Compito assegnato a –
Rispondi a queste domande sul brano da leggere:
(i) Con quale soprannome è indicato Giovanni Antonio Bazzi?
(ii) In quale secolo, secondo l'elenco di Paolo da Certaldo, l'omosessualità era posta accanto ai crimini peggiori?
(iii) In quale mese e anno fra Girolamo pronunciò a Firenze il suo sermone?

Brano da leggere –
+ + + +

Vite d’artisti: il «vizio innominabile»

di Rudolf e Margot Wittkover

Mario Mancini
12 min readNov 8, 2020

Vai all’indice le libro mosaico “Nati sotto Saturno” di Rudolf e Margot Wittkower

Giovanni Antonio Bazzi (detto il Sodoma), “Autoritratto”, dettaglio dell’affresco “Come Benedetto risalda lo capistero che si era rotto”, Chiostro Grande, Abbazia di Monte Oliveto Maggiore.

Omosessualità e opinione pubblica

L’abisso fra la condotta desiderabile e quella effettiva appare con particolare evidenza nella lotta incessante ma sfortunata contro l’omosessualità. Dai tempi biblici questa è stata considerata sempre come un peccato; e l’elenco di Paolo da Certaldo mostra che nel Trecento la si poneva accanto ai crimini peggiori.

In un sermone del dicembre 1305 fra Girolamo esclamava a Firenze: «O quanti ci ha di quelli cittadini [di Sodoma] in questa cittade! anzi quasi si è convertita questa cittade in Sodoma». Da documenti posteriori risulta che le leggi non erano molto efficaci nel combattere questo vizio.

+ + + +

Compito assegnato b – Trascrivi fedelmente le righe dei record dalla riga che contiene "In this exercise you will tag the snow-covered" fino alla fine dei record, estremi compresi.

+ + + +

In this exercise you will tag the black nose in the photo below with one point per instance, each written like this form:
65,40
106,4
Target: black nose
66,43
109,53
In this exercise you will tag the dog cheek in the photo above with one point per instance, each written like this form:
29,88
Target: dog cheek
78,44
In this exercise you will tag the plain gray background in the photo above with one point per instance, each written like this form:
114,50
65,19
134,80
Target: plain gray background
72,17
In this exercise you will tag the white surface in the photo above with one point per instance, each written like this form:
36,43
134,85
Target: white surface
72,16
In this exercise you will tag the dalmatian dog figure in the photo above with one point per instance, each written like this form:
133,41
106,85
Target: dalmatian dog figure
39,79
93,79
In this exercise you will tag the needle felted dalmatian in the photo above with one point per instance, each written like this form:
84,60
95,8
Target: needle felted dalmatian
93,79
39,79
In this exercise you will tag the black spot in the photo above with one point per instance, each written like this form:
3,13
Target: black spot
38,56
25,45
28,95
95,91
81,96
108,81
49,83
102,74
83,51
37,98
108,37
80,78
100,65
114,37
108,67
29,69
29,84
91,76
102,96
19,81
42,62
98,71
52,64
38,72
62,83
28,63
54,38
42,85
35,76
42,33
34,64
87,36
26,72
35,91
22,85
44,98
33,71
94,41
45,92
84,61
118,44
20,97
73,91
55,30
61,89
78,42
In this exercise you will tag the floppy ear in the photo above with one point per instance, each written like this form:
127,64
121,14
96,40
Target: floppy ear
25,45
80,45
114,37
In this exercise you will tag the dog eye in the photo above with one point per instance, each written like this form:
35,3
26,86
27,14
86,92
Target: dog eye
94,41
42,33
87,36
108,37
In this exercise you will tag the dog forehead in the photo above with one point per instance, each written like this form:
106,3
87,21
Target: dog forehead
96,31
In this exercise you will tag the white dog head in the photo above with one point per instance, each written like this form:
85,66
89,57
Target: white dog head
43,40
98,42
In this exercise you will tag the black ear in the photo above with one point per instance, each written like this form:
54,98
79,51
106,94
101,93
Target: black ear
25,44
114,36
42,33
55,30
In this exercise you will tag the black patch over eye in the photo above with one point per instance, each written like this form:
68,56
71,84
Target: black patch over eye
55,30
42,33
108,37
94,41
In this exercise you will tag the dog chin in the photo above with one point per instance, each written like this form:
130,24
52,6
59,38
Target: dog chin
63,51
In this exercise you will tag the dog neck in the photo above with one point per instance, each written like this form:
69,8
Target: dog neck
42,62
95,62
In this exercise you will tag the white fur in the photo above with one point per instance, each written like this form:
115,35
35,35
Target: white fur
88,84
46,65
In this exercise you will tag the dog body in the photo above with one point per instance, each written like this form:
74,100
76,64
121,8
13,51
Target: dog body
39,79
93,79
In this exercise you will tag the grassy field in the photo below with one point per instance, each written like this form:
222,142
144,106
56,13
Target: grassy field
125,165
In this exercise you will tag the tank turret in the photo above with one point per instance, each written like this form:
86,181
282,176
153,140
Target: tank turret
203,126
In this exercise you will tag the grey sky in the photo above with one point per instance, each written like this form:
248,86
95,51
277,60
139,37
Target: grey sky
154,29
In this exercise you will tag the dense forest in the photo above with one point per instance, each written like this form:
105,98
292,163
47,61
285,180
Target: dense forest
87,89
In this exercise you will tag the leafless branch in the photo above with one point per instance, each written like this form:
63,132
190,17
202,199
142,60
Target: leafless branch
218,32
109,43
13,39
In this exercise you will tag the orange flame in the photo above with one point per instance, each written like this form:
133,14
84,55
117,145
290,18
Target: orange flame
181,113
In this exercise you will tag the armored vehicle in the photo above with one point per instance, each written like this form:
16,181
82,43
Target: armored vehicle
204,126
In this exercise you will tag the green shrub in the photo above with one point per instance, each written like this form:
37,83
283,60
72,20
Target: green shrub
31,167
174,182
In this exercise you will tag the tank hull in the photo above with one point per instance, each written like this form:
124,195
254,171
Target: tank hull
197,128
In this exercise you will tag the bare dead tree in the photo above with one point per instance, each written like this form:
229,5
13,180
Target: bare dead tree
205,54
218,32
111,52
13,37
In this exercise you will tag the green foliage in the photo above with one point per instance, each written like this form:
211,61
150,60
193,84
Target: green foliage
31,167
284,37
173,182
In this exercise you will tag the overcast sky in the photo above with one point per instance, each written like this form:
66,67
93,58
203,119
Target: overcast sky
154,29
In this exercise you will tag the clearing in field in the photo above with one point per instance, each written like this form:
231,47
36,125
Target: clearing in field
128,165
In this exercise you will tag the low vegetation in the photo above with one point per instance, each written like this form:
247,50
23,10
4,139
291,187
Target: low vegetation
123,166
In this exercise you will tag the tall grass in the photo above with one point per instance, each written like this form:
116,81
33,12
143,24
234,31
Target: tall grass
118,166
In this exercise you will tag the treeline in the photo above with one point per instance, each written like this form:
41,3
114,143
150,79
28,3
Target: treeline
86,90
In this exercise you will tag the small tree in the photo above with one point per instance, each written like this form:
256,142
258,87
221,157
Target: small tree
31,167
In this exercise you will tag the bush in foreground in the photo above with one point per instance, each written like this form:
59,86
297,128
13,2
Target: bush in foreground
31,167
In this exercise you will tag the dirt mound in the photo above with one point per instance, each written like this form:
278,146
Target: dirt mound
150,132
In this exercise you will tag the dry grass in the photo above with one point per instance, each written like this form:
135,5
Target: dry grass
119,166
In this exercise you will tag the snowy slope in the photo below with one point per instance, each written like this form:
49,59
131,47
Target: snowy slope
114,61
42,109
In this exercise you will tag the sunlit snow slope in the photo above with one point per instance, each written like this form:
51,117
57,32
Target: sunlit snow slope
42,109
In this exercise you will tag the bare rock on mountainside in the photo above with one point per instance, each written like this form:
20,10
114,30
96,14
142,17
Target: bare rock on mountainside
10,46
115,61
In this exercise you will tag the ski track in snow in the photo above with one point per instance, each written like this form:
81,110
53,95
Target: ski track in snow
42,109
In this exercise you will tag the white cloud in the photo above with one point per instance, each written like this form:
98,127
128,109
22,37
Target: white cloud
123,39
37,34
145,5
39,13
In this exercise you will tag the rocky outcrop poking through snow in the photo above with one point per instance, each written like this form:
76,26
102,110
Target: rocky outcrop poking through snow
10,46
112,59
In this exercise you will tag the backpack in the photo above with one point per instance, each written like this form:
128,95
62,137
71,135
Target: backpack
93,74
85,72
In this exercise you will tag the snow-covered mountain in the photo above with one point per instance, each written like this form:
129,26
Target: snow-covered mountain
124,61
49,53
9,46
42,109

+ + + +

Risultato dell'esercizio a –
(i) Il Sodoma.
(ii) Nel Trecento.
(iii) Nel dicembre 1305.

Risultato dell'esercizio b –
In this exercise you will tag the snow-covered mountain in the photo above with one point per instance, each written like this form:
129,26
Target: snow-covered mountain
124,61
49,53
9,46
42,109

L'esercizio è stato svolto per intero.